Change every "photograph" in the lines below to "image" and write the lines out again with nothing else altered. Leave the pictures out.

########################################

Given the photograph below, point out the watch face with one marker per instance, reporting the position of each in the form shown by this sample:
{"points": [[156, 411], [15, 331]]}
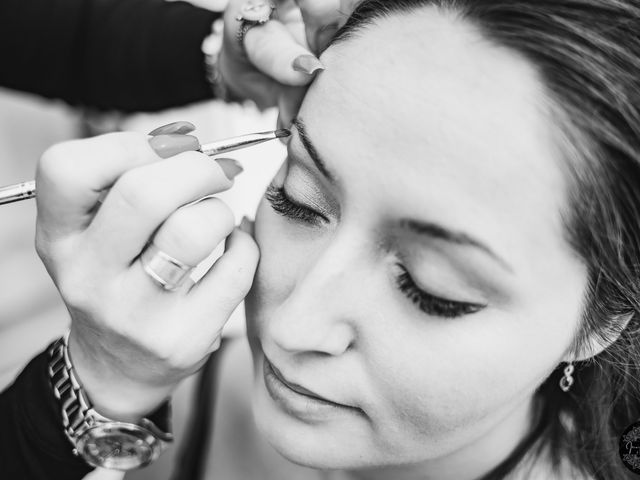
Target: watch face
{"points": [[120, 446], [257, 11]]}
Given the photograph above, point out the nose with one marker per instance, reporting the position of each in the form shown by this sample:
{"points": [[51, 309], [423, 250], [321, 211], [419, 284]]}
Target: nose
{"points": [[320, 312]]}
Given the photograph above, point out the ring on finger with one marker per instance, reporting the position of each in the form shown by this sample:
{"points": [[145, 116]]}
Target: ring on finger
{"points": [[167, 271], [252, 13]]}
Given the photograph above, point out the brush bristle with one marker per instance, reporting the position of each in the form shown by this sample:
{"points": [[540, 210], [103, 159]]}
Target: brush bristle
{"points": [[283, 132]]}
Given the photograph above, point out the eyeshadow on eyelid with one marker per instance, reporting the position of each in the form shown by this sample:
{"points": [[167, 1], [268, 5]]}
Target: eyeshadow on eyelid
{"points": [[300, 185]]}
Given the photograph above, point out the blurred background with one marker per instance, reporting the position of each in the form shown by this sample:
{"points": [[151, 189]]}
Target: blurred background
{"points": [[31, 313]]}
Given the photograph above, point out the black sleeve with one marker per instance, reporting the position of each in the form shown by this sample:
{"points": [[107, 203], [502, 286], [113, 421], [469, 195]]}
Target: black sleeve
{"points": [[32, 441], [127, 55]]}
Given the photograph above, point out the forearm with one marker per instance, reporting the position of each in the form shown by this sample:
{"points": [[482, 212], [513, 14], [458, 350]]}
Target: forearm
{"points": [[128, 55], [32, 441]]}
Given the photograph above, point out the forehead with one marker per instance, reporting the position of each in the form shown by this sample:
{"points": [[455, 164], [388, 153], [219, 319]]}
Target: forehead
{"points": [[426, 101]]}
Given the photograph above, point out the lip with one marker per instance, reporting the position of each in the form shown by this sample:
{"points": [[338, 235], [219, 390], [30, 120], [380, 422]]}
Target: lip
{"points": [[296, 399]]}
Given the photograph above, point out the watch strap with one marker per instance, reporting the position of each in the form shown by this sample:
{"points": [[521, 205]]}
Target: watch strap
{"points": [[67, 389], [77, 411]]}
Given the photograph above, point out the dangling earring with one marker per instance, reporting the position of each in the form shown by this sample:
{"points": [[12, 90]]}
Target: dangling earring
{"points": [[567, 379]]}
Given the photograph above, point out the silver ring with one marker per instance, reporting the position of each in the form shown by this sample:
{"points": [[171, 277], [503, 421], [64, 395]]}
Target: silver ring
{"points": [[252, 13], [165, 270]]}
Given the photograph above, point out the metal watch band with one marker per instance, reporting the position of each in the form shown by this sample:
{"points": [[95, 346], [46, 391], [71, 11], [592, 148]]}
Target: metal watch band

########################################

— Task solution —
Given the image below, point out the watch face with one marker per instance, reporting the position of each in the form shown by this sample:
{"points": [[156, 411], [15, 331]]}
Target: watch face
{"points": [[120, 446], [257, 11]]}
Given the image above, point out the nose with one marker per instance, reporting the position of each in the form shown by this sample:
{"points": [[51, 309], [423, 250], [321, 211], [419, 284]]}
Target: nose
{"points": [[320, 312]]}
Given the image above, point out the ring on finger with one marker per instance, reporting the position of each in the form shown by this sample:
{"points": [[145, 116]]}
Target: ring on finger
{"points": [[167, 271], [252, 13]]}
Given the image above, point out the brush bristle with one marker per instance, reporting the position of each in the form shown by this sample:
{"points": [[540, 210], [103, 159]]}
Target: brush bristle
{"points": [[283, 132]]}
Given the image above, point out the eyeshadow on eyelid with one marker per instance, reporting the position of each in the form shown by this sample:
{"points": [[167, 1], [268, 5]]}
Target: eyeshadow on eyelid
{"points": [[300, 185]]}
Given the image above, point out the blurred background with one marker per instance, reporting the position of each in the form shown by this sample:
{"points": [[151, 189]]}
Target: blurred background
{"points": [[31, 313]]}
Given the image above, point out the black sleeve with one marker per instance, reporting the position of each in the form shown by this sample:
{"points": [[107, 203], [502, 286], [113, 421], [469, 195]]}
Target: black sleeve
{"points": [[32, 441], [127, 55]]}
Given the image above, point out the forearm with one marker per instance, reporting the position of each in the form shown by this sample:
{"points": [[482, 212], [513, 14], [458, 350]]}
Target: forearm
{"points": [[128, 55], [32, 441]]}
Given the image above, point out the forehead with one marker per instance, reporting the position of each in the form shown by this sample:
{"points": [[455, 164], [388, 153], [219, 319]]}
Target: forehead
{"points": [[426, 101]]}
Given the image above, point out the lip with one marker per instance, reporting the position of each in the form shown by this sample:
{"points": [[338, 235], [219, 390], [30, 120], [380, 422]]}
Target: lip
{"points": [[296, 399]]}
Given the image above, point out the watch strap with one marker per instance, reporting the position of each in the form shown by this sample:
{"points": [[521, 205]]}
Target: watch strap
{"points": [[67, 389], [77, 411]]}
Given the image above, point out the dangling earring with one marker per instance, reporting the position of each in the form shown by this sample:
{"points": [[12, 90]]}
Target: dangling earring
{"points": [[567, 379]]}
Given the image above, point out the silver ring with one marker per instance, reporting the position of each in the form shown by this sample:
{"points": [[171, 277], [503, 421], [64, 395]]}
Target: silver ring
{"points": [[252, 13], [165, 270]]}
Given the image above, point out the metal watch band with one marker per instance, reporting the position of each in the form shown by this sample:
{"points": [[95, 346], [46, 391], [71, 11], [592, 148]]}
Target: metal watch band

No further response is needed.